(Set exercise)
Copy the lines between the one containing "Outline every instance of the bus." and the one containing "M 138 41 L 155", inclusive, exactly as they appear. Leave the pictures out of your answer.

[Excerpts from segmentation records]
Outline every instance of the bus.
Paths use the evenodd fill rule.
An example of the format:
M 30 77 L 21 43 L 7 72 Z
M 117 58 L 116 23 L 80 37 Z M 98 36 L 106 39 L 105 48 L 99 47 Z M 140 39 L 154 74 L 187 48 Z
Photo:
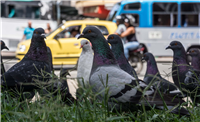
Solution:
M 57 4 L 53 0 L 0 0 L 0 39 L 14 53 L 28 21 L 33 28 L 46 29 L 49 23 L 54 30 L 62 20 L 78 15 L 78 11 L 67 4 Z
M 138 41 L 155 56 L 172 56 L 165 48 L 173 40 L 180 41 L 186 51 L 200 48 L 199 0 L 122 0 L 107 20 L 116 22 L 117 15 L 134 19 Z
--
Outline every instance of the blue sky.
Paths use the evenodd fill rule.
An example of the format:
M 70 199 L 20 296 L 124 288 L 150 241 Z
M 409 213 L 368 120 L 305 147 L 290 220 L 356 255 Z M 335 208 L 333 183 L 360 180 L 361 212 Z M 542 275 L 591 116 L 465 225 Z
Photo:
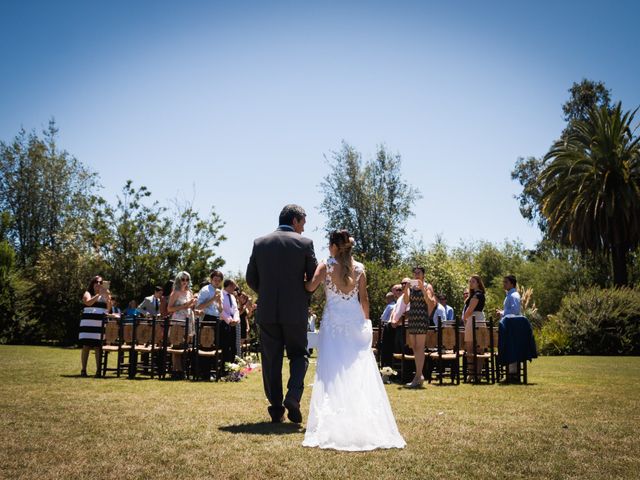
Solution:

(Problem solution)
Outline every instance of the bus.
Paths use the evenodd fill rule.
An example of the format:
M 30 77 L 21 43 L 7 72 Z
M 117 58 L 116 23 L 80 37 Z M 98 36 L 106 39 L 105 48 L 99 47 Z M 140 39 L 154 74 L 187 48 Z
Photo:
Solution:
M 57 4 L 53 0 L 0 0 L 0 39 L 14 53 L 28 21 L 33 28 L 46 29 L 49 23 L 54 30 L 62 20 L 78 15 L 78 11 L 67 4 Z
M 138 41 L 155 56 L 172 56 L 165 48 L 173 40 L 180 41 L 186 51 L 200 48 L 199 0 L 122 0 L 107 20 L 116 22 L 117 15 L 134 19 Z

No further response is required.